START RECORDS TO USE
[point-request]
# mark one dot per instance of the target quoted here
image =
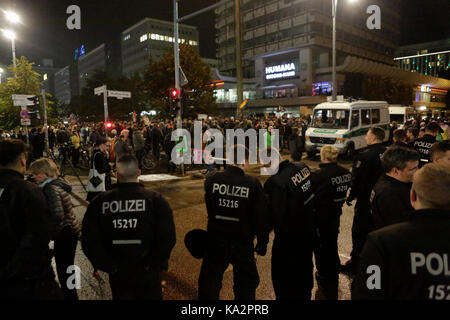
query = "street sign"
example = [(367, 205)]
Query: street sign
[(119, 94), (24, 114), (25, 122), (99, 90), (22, 100)]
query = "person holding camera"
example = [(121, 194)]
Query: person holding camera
[(100, 162)]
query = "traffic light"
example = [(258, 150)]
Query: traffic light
[(175, 95)]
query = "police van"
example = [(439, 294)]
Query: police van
[(344, 125)]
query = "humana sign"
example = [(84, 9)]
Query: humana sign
[(280, 71)]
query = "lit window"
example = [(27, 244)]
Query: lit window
[(144, 38)]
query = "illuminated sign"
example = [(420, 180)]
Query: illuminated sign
[(425, 89), (280, 71), (79, 52)]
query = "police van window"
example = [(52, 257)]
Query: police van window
[(365, 117), (355, 118), (331, 119), (375, 116)]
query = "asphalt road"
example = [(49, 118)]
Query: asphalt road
[(186, 198)]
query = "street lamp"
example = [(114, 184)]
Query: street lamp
[(11, 36), (12, 16), (334, 13)]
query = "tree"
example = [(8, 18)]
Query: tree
[(27, 81), (159, 78), (90, 105)]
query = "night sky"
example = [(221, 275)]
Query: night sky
[(44, 33)]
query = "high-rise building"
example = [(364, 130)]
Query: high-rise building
[(430, 58), (151, 38), (285, 42)]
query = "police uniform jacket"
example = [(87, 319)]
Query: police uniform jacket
[(331, 183), (24, 230), (128, 227), (411, 258), (290, 197), (366, 170), (423, 146), (236, 206), (390, 202)]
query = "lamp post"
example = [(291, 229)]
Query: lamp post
[(334, 13), (11, 36), (13, 18)]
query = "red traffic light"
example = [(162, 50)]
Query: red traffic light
[(174, 93)]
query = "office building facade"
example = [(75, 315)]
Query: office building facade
[(286, 42), (151, 38)]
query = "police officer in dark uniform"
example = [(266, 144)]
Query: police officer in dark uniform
[(366, 170), (423, 145), (237, 211), (409, 260), (390, 197), (25, 231), (330, 183), (290, 195), (129, 232)]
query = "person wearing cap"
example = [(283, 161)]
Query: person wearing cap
[(331, 183), (409, 260), (129, 233), (290, 197), (237, 212), (424, 143), (100, 160)]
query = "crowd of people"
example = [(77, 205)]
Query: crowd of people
[(402, 193)]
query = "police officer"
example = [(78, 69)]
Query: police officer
[(440, 153), (409, 260), (330, 183), (129, 232), (237, 211), (390, 197), (290, 196), (25, 259), (423, 145), (365, 173)]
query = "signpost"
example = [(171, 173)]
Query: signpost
[(119, 94), (24, 100), (110, 93)]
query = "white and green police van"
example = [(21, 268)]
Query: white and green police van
[(344, 125)]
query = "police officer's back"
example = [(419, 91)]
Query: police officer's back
[(424, 144), (390, 197), (129, 232), (290, 196), (366, 170), (237, 212), (409, 260), (25, 260), (331, 183)]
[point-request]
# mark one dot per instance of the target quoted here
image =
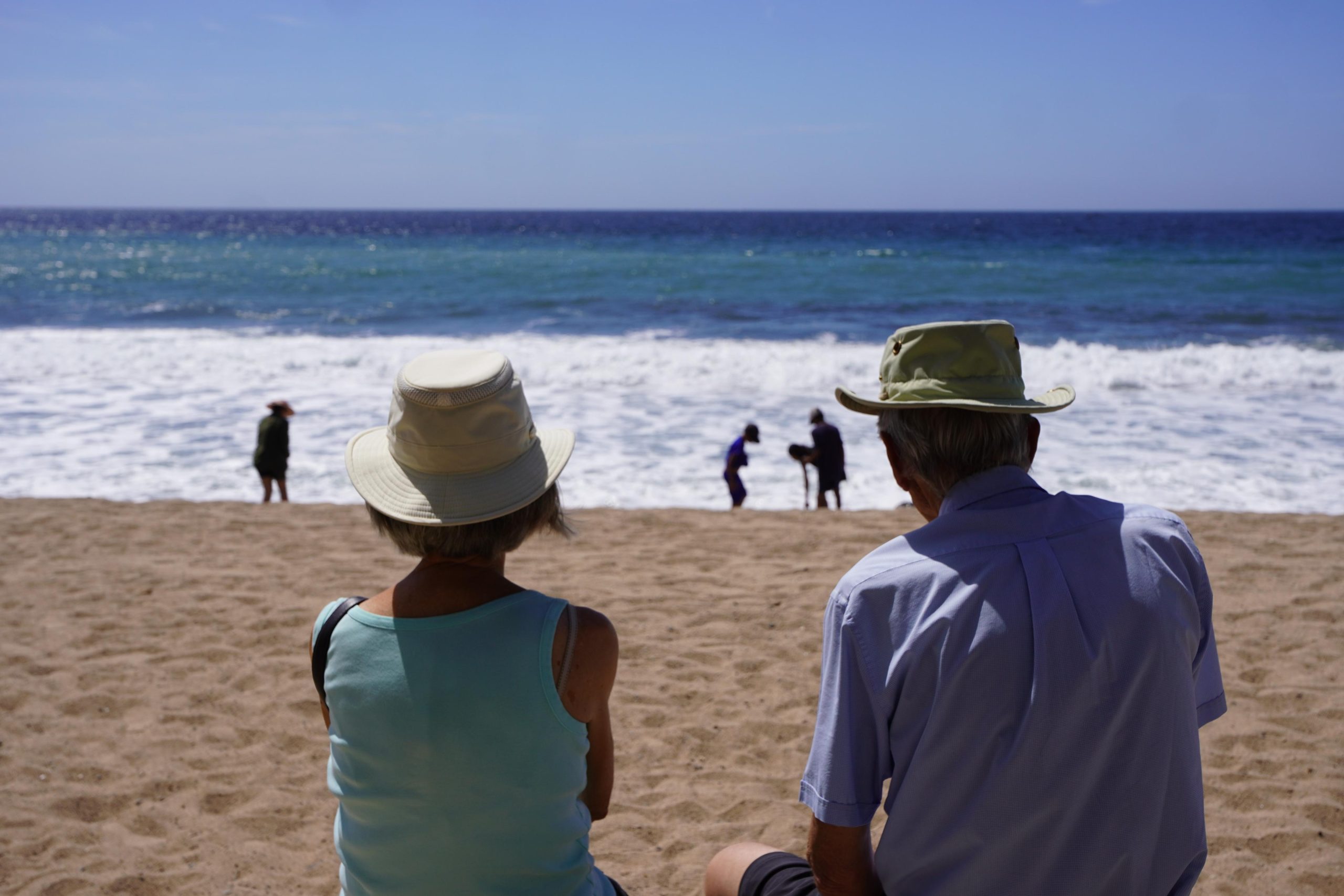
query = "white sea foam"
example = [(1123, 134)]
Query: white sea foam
[(171, 414)]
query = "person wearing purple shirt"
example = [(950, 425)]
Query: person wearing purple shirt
[(736, 460), (1026, 675)]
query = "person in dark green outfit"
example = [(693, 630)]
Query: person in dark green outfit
[(272, 455)]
END RECORDS TO USE
WHAT IS NEEDED |
Look above for the line with "Query: signpost" and the line with "example = [(419, 91)]". Retype those two lines and every line between them exactly, adding nothing.

OUTPUT |
Query: signpost
[(119, 94), (24, 100), (110, 93)]
query = "white and green police van"
example = [(21, 268)]
Query: white and green police van
[(344, 125)]
query = "police officer's back"
example = [(419, 91)]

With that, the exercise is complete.